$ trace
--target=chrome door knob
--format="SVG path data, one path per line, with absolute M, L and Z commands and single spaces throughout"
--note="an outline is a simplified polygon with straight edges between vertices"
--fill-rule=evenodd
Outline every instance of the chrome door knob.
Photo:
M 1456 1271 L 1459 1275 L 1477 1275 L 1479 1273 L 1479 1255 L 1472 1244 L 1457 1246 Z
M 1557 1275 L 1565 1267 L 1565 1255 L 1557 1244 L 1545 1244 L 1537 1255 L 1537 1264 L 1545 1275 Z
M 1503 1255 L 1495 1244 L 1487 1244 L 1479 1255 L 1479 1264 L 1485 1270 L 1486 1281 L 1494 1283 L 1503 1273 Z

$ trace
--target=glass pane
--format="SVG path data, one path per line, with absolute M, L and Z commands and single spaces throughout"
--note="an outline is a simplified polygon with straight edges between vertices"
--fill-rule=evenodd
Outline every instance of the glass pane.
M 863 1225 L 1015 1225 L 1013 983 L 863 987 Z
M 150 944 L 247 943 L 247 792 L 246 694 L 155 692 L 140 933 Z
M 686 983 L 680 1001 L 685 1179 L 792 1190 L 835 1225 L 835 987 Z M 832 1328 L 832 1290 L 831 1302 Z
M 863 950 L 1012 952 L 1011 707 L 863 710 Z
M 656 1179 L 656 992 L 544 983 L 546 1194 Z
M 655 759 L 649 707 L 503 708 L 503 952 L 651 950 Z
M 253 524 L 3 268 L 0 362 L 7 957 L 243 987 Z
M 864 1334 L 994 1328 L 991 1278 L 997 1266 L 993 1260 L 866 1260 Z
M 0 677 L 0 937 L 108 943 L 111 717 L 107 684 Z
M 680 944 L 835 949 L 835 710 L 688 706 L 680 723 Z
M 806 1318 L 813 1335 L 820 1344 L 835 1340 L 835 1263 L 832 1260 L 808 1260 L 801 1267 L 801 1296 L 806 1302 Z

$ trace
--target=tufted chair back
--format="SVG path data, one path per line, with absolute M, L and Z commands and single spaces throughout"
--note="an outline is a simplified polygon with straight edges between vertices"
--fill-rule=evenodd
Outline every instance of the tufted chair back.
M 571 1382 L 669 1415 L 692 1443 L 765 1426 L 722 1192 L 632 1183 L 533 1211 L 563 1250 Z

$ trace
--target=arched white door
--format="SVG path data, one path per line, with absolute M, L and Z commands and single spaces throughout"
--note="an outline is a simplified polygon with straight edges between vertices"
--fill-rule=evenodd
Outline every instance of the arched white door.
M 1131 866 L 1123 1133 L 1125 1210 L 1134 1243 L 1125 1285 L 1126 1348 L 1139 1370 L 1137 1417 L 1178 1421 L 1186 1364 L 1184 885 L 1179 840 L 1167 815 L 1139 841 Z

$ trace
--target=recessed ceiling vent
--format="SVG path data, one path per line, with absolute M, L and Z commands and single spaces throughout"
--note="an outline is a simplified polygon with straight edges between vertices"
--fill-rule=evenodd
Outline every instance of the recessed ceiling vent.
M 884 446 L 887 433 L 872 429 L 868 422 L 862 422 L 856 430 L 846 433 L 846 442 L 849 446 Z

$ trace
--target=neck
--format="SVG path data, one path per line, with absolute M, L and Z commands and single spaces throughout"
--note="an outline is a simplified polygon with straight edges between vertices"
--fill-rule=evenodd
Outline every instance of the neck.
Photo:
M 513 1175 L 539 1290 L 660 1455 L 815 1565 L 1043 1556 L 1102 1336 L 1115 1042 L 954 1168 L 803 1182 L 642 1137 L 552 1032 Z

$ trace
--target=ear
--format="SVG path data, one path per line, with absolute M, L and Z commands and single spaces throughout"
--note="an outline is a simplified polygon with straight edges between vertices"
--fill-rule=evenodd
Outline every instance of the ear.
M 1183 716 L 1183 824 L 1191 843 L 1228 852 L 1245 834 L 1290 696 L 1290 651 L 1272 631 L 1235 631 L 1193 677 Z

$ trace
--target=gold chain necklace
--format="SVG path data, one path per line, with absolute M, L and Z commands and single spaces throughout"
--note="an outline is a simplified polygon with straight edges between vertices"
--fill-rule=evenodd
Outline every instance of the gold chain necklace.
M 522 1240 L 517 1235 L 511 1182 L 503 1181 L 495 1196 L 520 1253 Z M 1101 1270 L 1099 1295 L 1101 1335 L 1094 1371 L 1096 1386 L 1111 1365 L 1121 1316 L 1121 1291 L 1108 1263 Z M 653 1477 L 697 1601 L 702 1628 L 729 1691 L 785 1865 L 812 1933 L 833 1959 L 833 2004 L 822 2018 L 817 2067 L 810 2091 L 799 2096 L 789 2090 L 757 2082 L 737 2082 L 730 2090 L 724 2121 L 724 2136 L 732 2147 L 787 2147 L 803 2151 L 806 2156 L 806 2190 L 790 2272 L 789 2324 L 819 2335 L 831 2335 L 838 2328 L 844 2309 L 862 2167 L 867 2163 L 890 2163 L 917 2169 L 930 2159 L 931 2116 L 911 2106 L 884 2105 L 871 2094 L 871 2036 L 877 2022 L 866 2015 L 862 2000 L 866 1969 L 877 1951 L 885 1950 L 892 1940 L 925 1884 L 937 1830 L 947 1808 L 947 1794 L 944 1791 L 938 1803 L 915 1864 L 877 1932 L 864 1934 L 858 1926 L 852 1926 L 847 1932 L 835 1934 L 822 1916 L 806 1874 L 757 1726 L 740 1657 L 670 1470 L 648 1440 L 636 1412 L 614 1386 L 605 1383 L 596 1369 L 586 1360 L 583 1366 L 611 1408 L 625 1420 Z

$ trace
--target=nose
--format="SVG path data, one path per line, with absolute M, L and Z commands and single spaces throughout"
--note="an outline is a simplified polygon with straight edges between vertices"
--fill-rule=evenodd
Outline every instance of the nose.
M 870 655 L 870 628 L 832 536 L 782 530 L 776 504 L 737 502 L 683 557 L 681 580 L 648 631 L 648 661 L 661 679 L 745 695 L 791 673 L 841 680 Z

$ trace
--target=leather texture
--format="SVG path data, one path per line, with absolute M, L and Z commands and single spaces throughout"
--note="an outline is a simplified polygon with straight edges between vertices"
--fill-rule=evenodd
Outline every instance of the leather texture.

AIM OF THE EXERCISE: Please copy all of the data above exactly.

ANSWER BOX:
$ trace
--target=chrome door knob
--format="SVG path data, one path per line, with absolute M, L and Z commands and single spaces throughout"
--note="an outline is a simplified polygon with straight edges between vertices"
--fill-rule=evenodd
Outline every instance of the chrome door knob.
Photo:
M 1456 1271 L 1459 1275 L 1477 1275 L 1479 1273 L 1479 1255 L 1472 1244 L 1457 1246 Z
M 1557 1275 L 1565 1267 L 1565 1255 L 1557 1244 L 1545 1244 L 1537 1255 L 1537 1264 L 1545 1275 Z
M 1503 1255 L 1495 1244 L 1487 1244 L 1479 1255 L 1479 1264 L 1485 1270 L 1486 1281 L 1494 1283 L 1503 1273 Z

$ trace
--target=glass pane
--format="SVG path data, one path per line, with absolute M, L and Z commands and single spaces throughout"
--note="an outline is a simplified polygon with straight edges between vertices"
--fill-rule=evenodd
Outline every instance of the glass pane.
M 863 1225 L 1015 1225 L 1013 983 L 863 987 Z
M 150 944 L 247 943 L 247 792 L 246 694 L 155 692 L 140 933 Z
M 686 983 L 680 1001 L 685 1179 L 792 1190 L 835 1225 L 835 987 Z M 832 1328 L 832 1290 L 831 1302 Z
M 863 950 L 1012 952 L 1011 707 L 863 710 Z
M 656 1179 L 656 992 L 544 983 L 546 1194 Z
M 655 759 L 649 707 L 503 708 L 503 952 L 651 950 Z
M 253 524 L 3 268 L 0 362 L 7 957 L 243 987 Z
M 864 1334 L 994 1328 L 991 1278 L 997 1266 L 993 1260 L 866 1260 Z
M 0 677 L 0 937 L 108 943 L 111 717 L 107 684 Z
M 680 944 L 835 949 L 835 710 L 688 706 L 680 723 Z
M 806 1318 L 813 1335 L 820 1344 L 835 1340 L 835 1263 L 832 1260 L 808 1260 L 801 1267 L 801 1296 L 806 1302 Z

$ trace
--target=tufted chair back
--format="SVG path data, one path per line, with absolute M, L and Z commands and single spaces throughout"
--note="an outline is a simplified polygon with straight edges between vertices"
--fill-rule=evenodd
Outline every instance of the tufted chair back.
M 571 1382 L 669 1415 L 692 1443 L 765 1426 L 722 1192 L 632 1183 L 533 1211 L 563 1250 Z

$ trace
--target=arched white door
--format="SVG path data, one path per line, with absolute M, L and Z commands and single spaces throughout"
--note="an outline is a simplified polygon with straight edges between vertices"
--fill-rule=evenodd
Outline every instance of the arched white door.
M 1131 866 L 1123 1133 L 1125 1210 L 1134 1243 L 1125 1285 L 1126 1348 L 1139 1370 L 1137 1417 L 1178 1421 L 1186 1364 L 1184 885 L 1179 840 L 1167 815 L 1139 841 Z

$ trace
--target=recessed ceiling vent
--format="SVG path data, one path per line, with absolute M, L and Z commands and single spaces throughout"
--note="an outline is a simplified polygon with straight edges between vertices"
--fill-rule=evenodd
Outline every instance of the recessed ceiling vent.
M 884 446 L 887 433 L 872 429 L 868 422 L 862 422 L 856 430 L 846 433 L 846 442 L 849 446 Z

$ trace
--target=neck
--format="SVG path data, one path per line, with absolute M, L and Z commands and single spaces throughout"
--note="an outline is a simplified polygon with straight edges between vertices"
--fill-rule=evenodd
Outline every instance of the neck.
Photo:
M 513 1175 L 539 1290 L 660 1455 L 815 1565 L 1043 1556 L 1102 1336 L 1115 1042 L 954 1168 L 803 1182 L 642 1137 L 552 1032 Z

$ trace
--target=ear
--format="SVG path data, one path per line, with absolute M, L and Z commands and single spaces throughout"
--note="an outline is a simplified polygon with straight edges between vertices"
--fill-rule=evenodd
Outline every instance of the ear.
M 1183 716 L 1183 824 L 1191 843 L 1228 852 L 1245 834 L 1290 696 L 1290 651 L 1272 631 L 1235 631 L 1193 677 Z

$ trace
--target=gold chain necklace
--format="SVG path data, one path per line, with absolute M, L and Z commands and single spaces throughout"
--note="an outline is a simplified polygon with straight edges between vertices"
--fill-rule=evenodd
Outline every instance of the gold chain necklace.
M 522 1240 L 517 1235 L 511 1182 L 503 1181 L 495 1196 L 520 1253 Z M 1101 1270 L 1099 1295 L 1101 1335 L 1094 1371 L 1096 1386 L 1111 1365 L 1121 1316 L 1121 1291 L 1108 1263 Z M 653 1477 L 697 1601 L 702 1628 L 729 1691 L 785 1865 L 812 1933 L 833 1959 L 833 2004 L 822 2018 L 817 2067 L 810 2091 L 799 2096 L 789 2090 L 757 2082 L 737 2082 L 730 2090 L 724 2121 L 724 2136 L 732 2147 L 787 2147 L 803 2151 L 806 2156 L 806 2190 L 790 2272 L 789 2324 L 819 2335 L 831 2335 L 838 2328 L 844 2309 L 862 2167 L 867 2163 L 890 2163 L 917 2169 L 930 2159 L 931 2116 L 911 2106 L 884 2105 L 871 2094 L 871 2036 L 877 2022 L 866 2015 L 862 2000 L 866 1969 L 877 1951 L 885 1950 L 892 1940 L 925 1884 L 937 1830 L 947 1808 L 947 1794 L 944 1791 L 938 1803 L 915 1864 L 877 1932 L 864 1934 L 858 1926 L 852 1926 L 847 1932 L 835 1934 L 822 1916 L 806 1874 L 757 1726 L 740 1657 L 670 1470 L 648 1440 L 636 1412 L 614 1386 L 605 1383 L 596 1369 L 586 1360 L 583 1366 L 611 1408 L 625 1420 Z

$ trace
--target=nose
--format="SVG path data, one path per line, with absolute M, L and Z commands and single spaces throughout"
--note="an outline is a simplified polygon with straight edges between vertices"
--fill-rule=evenodd
Outline every instance of the nose.
M 870 655 L 870 628 L 832 536 L 782 530 L 776 504 L 737 502 L 683 557 L 681 580 L 648 631 L 648 661 L 661 679 L 745 695 L 791 673 L 841 680 Z

$ trace
--target=leather texture
--format="SVG path data, one path per line, with absolute M, L and Z commands and single spaces throughout"
--note="an outline is a simplified polygon with straight edges between vertices"
--fill-rule=evenodd
Outline every instance of the leather texture.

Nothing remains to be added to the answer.